_PROVIDED PASSAGE_:
Posted on 08/19/2003 7:39:56 AM PDT by Joe Bonforte
LAS VEGAS--When SCO Group first filed its lawsuit against IBM in March, critics characterized the move as the last gasp of an ailing company hoping to strike a series of lucrative licensing deals.
Since then the company has come out swinging even harder, bashing its detractors, standing by its allegations, and most recently, posting a profit that SCO said would allow it to continue its aggressive intellectual property fight.
At the SCO Forum here Monday, the company pulled out its latest weapon: lines and lines of disputed code that were allegedly copied from SCO's Unix into IBM's version of Linux. The company claims that IBM illegally copied Unix code into its version of Linux, and it's warning Linux customers that they may be violating copyright by using the operating system without paying SCO. It's also recently announced a new licensing plan that would require Linux customers to pay between $199 and $699 per computer.
In a quiet conference room tucked into the conference center at the MGM Grand, SCO offered customers, partners and the merely curious the chance to view the code for themselves, as long as they signed a nondisclosure agreement.
Companies involved in litigation traditionally keep such information under wraps in order not to tip their legal hand, but SCO said it decided to display the code because its critics were charging that it didn't have a case.
"Given the nature of this case and that there may be a significant period of time before it's resolved and that people were clamoring to see it, we decided to show a few pieces of evidence," said Chris Sontag, senior vice president of the SCOsource unit, which is charged with protecting SCO's Unix-related intellectual property.
As of the end of the day on Monday, more than 150 people had seen the code presentation, which the company said includes a small portion of the infringing code it has found so far. Sontag said the company has uncovered more than a million lines of copied code in Linux, with the help of pattern recognition experts.
A compelling case?
According to those who viewed the code at SCO Forum, company representatives showed off several categories of code that allegedly infringed its copyrights, including some lines that appeared to be directly copied, some that were derivative works and some that were obfuscated, such as code from which legal disclaimers had been removed. (This reporter declined to sign the nondisclosure agreement required to attend the special sessions where the companies showed off a special side-by-side comparison of the code, opting instead to gather reactions from people who saw the presentation.)

_TASK INSTRUCTIONS_:
Reproduce the SCO article verbatim from "Since then the" up to and including "intellectual property fight.".

_EXTRACTED DATA_:
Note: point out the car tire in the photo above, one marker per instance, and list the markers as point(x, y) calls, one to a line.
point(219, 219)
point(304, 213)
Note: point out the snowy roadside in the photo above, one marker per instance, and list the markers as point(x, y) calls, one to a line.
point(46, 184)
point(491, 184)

_EXPECTED ANSWER_:
Since then the company has come out swinging even harder, bashing its detractors, standing by its allegations, and most recently, posting a profit that SCO said would allow it to continue its aggressive intellectual property fight.